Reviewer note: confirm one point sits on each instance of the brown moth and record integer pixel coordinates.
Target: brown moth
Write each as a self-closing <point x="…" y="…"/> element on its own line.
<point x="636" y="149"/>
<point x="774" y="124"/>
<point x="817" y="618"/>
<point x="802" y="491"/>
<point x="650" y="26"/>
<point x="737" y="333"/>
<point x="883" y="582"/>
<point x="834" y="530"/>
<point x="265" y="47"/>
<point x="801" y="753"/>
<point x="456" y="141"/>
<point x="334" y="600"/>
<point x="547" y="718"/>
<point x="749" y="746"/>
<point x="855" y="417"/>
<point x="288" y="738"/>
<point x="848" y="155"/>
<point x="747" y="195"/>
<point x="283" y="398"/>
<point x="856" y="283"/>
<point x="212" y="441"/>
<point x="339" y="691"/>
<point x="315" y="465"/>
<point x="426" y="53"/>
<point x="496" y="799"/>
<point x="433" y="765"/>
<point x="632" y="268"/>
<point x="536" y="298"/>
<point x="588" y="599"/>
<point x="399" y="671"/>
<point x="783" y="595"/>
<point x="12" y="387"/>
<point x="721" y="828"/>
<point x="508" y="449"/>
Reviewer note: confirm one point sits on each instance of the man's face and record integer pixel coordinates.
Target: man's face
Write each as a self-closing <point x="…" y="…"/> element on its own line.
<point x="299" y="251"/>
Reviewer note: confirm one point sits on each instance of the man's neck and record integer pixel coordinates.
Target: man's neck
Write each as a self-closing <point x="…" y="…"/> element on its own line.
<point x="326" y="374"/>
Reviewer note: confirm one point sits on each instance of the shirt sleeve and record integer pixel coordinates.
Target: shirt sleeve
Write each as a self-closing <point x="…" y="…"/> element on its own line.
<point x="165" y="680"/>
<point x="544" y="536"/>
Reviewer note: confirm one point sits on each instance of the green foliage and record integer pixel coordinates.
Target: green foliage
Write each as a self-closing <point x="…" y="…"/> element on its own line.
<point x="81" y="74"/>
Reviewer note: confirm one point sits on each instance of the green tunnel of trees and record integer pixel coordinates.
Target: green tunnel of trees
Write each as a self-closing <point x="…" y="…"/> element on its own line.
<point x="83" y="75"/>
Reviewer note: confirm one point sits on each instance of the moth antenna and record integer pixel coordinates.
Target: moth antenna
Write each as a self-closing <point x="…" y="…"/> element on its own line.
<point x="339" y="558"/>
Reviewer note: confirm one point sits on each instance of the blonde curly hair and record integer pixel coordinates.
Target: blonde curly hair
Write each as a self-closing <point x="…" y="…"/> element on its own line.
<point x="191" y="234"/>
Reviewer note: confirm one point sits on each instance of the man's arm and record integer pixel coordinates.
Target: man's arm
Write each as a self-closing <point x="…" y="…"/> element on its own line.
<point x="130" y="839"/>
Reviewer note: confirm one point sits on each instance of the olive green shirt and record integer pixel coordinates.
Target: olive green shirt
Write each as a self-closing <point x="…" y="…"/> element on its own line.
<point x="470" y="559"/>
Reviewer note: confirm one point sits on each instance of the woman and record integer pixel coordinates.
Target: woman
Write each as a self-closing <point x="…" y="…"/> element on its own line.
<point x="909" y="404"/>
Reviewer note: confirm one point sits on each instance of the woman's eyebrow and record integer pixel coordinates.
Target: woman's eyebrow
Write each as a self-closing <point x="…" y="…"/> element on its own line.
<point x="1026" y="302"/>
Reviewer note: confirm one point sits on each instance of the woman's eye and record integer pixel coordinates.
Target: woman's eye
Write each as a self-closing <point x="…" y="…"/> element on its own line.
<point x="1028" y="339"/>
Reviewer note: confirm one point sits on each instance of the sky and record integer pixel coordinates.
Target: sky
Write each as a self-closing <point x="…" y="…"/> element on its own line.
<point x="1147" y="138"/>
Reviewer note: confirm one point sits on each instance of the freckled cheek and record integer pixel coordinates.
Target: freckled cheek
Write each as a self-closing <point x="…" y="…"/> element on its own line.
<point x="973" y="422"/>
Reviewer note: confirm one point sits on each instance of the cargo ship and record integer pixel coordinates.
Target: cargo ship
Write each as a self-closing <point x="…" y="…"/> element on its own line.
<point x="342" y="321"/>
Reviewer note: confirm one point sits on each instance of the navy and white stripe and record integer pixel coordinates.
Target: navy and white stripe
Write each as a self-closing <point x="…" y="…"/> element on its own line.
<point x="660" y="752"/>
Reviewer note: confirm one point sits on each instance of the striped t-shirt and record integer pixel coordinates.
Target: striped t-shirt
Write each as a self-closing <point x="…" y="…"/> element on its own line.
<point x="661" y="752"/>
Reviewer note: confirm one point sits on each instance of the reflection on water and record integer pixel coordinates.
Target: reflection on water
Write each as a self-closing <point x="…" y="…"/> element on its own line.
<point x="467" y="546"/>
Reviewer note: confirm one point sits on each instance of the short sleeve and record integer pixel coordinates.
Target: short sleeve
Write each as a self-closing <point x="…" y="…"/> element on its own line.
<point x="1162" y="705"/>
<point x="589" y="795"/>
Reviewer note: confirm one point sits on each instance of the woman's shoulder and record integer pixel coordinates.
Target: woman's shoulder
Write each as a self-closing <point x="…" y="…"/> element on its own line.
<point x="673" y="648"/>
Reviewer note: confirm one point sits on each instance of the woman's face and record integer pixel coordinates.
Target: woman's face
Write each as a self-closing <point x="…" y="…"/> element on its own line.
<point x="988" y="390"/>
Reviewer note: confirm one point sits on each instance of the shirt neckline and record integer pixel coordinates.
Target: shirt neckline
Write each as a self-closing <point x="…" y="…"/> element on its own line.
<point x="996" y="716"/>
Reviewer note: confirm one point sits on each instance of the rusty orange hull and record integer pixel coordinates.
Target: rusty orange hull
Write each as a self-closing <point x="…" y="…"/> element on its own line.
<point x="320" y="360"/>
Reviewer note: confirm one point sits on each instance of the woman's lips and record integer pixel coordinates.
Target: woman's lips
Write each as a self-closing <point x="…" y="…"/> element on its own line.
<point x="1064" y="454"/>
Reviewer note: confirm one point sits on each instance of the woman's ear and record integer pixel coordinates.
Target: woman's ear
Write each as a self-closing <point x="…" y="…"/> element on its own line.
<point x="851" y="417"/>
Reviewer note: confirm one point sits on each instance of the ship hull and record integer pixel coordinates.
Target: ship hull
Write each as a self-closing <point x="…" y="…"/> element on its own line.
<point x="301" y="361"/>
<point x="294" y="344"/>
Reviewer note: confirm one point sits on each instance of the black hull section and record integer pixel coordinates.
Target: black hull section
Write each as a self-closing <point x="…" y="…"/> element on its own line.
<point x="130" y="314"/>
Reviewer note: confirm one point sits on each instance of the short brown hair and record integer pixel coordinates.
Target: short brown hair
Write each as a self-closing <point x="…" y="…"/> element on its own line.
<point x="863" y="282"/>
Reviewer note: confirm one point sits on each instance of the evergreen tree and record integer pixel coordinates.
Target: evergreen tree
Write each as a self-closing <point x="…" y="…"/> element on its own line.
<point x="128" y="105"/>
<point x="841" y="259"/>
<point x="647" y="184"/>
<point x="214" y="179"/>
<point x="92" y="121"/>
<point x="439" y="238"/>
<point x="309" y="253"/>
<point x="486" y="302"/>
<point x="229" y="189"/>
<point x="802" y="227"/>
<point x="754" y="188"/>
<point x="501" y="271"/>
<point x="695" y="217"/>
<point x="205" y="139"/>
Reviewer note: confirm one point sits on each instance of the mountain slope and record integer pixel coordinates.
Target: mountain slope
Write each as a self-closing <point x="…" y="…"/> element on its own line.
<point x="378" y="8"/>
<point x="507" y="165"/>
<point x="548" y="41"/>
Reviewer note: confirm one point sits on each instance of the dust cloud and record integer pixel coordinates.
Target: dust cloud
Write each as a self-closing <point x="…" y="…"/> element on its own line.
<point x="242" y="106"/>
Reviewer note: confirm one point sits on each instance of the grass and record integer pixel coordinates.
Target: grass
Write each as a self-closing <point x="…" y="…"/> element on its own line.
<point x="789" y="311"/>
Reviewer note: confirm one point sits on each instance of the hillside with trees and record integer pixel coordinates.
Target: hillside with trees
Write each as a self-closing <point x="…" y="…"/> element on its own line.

== == ==

-- Aim of the exercise --
Nothing outside the span should appear: transcribe the lines from the one containing "grass and record integer pixel coordinates." through the last line of the records.

-- Solution to the problem --
Reviewer note: confirm one point sits on each instance of the grass and record integer pixel coordinates.
Target: grass
Write each as a self-closing <point x="…" y="…"/> element on its own line.
<point x="789" y="311"/>
Reviewer note: confirm one point sits on each instance of the hillside with trees and record integer pixel coordinates.
Target: hillside with trees
Write each as a self-closing <point x="…" y="…"/> element on its own line.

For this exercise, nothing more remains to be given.